- Information provided
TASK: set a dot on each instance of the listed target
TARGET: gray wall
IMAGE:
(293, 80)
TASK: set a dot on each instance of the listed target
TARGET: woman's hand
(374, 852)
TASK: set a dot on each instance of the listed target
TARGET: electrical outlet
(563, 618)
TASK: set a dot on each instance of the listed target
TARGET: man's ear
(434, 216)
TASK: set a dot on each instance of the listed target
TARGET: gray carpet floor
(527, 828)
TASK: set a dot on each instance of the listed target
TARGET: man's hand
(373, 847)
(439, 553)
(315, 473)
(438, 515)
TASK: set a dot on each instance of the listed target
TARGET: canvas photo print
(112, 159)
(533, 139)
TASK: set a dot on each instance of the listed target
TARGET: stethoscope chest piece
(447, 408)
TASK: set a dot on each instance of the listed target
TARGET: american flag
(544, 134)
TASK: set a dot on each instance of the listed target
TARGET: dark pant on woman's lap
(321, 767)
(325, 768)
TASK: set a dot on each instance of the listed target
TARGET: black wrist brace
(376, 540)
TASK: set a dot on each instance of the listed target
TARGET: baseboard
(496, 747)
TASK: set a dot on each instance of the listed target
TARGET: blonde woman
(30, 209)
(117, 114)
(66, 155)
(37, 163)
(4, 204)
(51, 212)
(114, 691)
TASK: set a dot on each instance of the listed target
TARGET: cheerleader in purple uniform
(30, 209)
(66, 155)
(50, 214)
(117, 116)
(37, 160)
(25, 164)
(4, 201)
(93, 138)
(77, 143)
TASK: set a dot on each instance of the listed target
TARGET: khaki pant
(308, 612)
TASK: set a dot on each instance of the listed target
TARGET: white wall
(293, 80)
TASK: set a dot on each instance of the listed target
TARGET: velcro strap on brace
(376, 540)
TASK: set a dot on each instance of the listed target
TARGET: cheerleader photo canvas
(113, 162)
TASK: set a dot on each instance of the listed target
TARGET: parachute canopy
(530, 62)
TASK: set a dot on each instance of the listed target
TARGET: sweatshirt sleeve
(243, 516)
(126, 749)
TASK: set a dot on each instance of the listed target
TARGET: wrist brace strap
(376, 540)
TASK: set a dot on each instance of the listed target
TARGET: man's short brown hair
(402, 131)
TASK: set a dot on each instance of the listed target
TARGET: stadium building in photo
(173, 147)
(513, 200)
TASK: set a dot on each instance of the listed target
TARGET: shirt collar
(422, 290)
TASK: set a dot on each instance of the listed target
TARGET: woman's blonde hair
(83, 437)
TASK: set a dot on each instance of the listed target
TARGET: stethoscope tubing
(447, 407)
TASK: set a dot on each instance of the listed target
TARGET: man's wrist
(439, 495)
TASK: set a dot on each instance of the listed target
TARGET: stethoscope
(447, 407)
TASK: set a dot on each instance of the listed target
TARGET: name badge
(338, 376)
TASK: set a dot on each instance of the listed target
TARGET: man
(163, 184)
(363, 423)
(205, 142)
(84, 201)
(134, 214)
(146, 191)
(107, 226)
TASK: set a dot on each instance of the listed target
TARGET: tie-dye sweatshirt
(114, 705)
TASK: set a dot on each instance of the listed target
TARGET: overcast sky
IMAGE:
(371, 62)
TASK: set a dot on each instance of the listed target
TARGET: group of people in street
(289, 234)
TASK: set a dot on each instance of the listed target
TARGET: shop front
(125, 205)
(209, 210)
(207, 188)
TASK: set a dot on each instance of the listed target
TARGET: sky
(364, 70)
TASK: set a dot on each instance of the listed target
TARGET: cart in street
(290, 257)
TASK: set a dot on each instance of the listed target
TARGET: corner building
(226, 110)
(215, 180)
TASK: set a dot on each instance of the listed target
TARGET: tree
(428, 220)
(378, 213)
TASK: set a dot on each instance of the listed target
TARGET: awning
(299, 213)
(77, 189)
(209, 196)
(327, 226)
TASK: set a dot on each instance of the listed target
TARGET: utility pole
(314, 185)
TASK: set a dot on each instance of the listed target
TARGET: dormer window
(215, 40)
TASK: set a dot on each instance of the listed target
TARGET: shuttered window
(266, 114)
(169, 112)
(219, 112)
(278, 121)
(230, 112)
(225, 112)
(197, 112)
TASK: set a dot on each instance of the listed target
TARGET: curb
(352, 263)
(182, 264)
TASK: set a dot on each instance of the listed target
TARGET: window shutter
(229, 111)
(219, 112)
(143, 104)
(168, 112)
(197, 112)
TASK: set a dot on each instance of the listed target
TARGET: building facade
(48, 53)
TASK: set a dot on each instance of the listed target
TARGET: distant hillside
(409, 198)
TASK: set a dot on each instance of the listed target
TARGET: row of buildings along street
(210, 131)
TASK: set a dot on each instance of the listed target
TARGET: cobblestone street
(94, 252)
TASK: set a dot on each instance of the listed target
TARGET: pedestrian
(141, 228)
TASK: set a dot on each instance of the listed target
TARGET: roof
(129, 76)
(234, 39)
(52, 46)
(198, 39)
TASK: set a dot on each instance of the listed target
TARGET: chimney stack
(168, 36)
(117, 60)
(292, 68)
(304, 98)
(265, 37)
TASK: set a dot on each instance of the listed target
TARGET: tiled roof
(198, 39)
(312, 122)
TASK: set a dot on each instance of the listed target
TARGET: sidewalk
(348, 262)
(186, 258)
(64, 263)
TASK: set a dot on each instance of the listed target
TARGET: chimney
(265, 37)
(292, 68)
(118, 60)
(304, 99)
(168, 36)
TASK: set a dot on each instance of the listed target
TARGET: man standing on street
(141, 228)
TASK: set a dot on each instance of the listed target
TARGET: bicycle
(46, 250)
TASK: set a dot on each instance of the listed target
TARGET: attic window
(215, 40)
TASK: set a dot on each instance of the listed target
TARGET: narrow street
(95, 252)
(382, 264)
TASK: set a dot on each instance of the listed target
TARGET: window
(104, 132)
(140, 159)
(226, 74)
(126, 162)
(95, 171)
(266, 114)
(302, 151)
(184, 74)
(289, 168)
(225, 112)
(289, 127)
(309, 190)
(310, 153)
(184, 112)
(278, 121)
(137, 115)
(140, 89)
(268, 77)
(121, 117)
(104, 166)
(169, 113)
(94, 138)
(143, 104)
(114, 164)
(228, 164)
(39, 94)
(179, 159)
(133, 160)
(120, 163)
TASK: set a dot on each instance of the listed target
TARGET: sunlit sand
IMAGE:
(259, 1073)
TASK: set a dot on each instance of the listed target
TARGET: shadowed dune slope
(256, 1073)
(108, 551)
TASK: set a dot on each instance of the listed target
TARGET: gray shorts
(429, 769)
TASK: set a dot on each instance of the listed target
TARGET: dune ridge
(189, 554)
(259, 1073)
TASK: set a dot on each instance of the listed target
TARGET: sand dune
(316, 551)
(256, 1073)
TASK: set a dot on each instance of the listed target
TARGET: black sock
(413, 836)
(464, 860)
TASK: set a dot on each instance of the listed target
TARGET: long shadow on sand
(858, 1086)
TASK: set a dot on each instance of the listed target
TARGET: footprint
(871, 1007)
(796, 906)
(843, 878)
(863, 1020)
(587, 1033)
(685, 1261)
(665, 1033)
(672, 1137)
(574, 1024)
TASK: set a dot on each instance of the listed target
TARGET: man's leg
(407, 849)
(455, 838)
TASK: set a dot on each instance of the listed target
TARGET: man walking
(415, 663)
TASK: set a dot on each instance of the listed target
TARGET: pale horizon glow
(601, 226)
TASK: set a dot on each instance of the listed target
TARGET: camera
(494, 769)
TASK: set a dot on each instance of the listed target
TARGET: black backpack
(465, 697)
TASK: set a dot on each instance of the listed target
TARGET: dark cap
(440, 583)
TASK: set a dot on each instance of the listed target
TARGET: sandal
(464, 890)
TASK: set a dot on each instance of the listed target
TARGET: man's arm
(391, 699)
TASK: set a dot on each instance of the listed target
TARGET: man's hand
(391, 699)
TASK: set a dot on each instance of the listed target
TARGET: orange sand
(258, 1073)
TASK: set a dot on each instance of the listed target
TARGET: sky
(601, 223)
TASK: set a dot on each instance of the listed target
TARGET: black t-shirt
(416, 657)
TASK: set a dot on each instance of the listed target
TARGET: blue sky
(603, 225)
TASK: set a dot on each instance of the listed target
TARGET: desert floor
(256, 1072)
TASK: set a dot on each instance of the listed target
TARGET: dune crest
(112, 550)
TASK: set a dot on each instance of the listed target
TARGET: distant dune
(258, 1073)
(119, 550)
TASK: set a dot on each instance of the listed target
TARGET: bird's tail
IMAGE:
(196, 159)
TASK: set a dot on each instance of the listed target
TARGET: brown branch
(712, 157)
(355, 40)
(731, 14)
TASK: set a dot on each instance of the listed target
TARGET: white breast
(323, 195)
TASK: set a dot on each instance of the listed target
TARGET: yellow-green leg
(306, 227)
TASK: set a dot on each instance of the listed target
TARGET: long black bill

- Stated goal
State how many lines in the records above contain the word "hair", and give only the number.

- The completed task
2